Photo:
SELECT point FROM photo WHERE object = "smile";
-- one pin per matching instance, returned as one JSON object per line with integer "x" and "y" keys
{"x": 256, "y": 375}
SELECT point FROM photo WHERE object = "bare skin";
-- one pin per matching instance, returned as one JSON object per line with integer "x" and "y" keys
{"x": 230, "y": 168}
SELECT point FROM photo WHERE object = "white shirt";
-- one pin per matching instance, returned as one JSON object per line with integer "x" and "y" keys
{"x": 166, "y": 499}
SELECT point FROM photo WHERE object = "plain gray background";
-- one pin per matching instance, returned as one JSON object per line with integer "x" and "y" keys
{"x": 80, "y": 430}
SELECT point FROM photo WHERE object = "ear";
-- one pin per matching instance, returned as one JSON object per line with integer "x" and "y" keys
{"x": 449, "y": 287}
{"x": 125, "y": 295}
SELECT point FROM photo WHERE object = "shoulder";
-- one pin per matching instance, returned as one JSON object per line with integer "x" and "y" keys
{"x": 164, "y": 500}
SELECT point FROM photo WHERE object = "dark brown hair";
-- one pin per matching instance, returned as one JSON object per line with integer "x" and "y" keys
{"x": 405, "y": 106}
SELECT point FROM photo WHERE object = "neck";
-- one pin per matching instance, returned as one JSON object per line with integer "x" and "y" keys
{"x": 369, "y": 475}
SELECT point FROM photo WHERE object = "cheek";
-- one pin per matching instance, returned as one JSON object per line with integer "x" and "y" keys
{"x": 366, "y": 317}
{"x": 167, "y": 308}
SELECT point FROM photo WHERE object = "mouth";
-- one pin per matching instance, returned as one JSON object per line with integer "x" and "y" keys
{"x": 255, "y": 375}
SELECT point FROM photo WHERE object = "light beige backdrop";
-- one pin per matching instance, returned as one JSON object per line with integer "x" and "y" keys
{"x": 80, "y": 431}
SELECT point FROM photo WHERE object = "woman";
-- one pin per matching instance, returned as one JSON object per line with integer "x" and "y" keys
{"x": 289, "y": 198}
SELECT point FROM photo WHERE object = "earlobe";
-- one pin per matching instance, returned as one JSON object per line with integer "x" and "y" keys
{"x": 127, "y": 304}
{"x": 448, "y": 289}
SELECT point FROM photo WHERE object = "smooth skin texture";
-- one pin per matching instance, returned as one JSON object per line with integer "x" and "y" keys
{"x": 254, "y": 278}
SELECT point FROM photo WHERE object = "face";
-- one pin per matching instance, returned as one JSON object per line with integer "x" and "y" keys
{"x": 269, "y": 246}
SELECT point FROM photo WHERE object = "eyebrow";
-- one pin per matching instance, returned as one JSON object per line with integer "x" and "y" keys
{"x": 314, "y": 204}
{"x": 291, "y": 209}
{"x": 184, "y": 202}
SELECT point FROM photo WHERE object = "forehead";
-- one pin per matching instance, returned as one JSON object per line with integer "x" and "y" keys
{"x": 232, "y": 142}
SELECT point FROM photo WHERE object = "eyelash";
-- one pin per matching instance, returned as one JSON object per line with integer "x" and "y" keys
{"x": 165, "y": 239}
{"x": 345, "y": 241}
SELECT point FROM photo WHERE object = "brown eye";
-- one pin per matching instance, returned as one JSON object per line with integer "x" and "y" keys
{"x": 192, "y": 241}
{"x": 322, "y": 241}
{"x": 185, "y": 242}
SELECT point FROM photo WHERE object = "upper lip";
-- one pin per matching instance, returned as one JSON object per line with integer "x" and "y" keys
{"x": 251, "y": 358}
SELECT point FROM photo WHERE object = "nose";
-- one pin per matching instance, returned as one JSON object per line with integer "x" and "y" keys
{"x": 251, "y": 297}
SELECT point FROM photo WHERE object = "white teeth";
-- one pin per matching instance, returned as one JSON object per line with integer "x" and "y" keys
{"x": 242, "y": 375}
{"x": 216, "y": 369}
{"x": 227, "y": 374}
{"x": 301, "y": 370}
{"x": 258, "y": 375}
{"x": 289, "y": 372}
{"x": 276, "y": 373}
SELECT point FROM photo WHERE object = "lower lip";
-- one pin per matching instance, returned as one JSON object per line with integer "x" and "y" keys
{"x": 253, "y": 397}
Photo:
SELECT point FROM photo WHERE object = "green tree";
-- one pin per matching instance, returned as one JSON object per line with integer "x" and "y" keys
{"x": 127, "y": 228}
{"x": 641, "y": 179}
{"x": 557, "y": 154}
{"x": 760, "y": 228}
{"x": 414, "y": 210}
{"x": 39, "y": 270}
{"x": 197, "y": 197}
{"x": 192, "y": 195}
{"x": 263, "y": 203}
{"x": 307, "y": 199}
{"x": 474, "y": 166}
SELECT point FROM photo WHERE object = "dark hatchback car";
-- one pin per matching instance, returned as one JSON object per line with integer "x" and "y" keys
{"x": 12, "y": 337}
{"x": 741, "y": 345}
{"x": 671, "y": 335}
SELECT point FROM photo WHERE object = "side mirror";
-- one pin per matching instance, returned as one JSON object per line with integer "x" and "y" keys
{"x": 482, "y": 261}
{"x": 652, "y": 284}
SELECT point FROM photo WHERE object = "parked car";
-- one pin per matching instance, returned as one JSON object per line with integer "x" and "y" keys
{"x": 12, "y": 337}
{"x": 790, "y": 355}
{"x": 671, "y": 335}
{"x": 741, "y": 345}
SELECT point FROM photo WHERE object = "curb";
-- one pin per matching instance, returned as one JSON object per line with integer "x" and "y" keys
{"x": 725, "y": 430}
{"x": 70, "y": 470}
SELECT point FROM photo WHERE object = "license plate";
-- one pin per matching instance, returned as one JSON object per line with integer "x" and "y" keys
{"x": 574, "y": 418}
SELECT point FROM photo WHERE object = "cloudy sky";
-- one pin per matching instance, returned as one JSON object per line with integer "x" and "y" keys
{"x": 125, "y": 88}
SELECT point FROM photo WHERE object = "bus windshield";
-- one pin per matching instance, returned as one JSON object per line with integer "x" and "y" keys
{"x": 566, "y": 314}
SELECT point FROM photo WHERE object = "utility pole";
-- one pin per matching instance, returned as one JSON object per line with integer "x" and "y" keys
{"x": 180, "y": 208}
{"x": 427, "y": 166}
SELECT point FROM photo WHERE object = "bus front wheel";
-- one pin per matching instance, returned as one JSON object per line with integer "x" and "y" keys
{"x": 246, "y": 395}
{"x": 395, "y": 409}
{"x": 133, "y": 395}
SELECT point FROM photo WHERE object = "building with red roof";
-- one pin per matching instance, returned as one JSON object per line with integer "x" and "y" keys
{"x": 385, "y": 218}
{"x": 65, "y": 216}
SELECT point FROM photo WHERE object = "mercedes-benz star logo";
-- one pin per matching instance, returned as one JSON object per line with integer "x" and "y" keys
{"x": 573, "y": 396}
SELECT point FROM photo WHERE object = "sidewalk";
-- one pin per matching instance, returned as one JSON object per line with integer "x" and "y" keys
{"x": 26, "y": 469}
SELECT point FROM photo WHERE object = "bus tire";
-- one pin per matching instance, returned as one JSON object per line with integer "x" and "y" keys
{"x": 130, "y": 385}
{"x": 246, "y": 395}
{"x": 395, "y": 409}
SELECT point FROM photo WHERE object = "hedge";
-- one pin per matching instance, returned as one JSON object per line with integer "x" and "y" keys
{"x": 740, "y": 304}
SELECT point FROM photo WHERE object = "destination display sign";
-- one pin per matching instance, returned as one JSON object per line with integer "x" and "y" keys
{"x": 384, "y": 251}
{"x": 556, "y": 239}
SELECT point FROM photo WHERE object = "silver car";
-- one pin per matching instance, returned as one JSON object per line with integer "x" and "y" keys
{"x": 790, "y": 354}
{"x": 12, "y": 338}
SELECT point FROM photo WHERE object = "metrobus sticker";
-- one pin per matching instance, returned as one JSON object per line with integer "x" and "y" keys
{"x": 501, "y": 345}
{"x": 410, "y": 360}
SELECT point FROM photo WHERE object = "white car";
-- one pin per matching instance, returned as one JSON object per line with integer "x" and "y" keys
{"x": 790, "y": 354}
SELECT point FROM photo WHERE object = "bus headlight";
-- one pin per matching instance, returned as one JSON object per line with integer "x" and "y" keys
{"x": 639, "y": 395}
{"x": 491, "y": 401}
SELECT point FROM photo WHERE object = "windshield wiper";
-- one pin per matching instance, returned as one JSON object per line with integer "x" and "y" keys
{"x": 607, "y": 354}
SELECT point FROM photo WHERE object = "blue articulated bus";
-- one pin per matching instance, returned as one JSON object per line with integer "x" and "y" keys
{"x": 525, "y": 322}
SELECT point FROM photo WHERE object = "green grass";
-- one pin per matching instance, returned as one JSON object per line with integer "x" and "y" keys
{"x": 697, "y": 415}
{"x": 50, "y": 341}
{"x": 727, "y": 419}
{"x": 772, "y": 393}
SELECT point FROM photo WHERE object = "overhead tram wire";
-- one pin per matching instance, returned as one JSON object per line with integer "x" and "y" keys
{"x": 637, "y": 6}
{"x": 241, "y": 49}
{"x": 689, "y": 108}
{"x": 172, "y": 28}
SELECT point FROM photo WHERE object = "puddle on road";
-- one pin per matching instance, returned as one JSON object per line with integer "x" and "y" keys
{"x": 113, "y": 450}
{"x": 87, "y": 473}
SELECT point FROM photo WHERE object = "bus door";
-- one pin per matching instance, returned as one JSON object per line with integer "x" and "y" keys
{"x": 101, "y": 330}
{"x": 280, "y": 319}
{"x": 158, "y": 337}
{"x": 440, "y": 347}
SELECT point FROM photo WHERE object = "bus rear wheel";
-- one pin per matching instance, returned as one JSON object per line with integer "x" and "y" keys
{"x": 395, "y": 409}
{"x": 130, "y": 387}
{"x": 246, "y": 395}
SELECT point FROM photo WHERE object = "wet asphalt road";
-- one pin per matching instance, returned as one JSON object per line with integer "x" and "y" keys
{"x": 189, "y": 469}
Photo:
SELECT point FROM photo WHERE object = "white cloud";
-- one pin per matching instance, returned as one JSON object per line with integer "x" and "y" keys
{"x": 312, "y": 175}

• **DESCRIPTION OF THE TASK**
Read through the entries above and copy each line that has the string "white" in it.

• **RESPONSE AREA**
SELECT point FROM photo WHERE object = "white shirt";
SELECT point FROM photo WHERE object = "white teeth";
SELECT point FROM photo WHERE object = "white car";
SELECT point FROM photo WHERE object = "white cloud";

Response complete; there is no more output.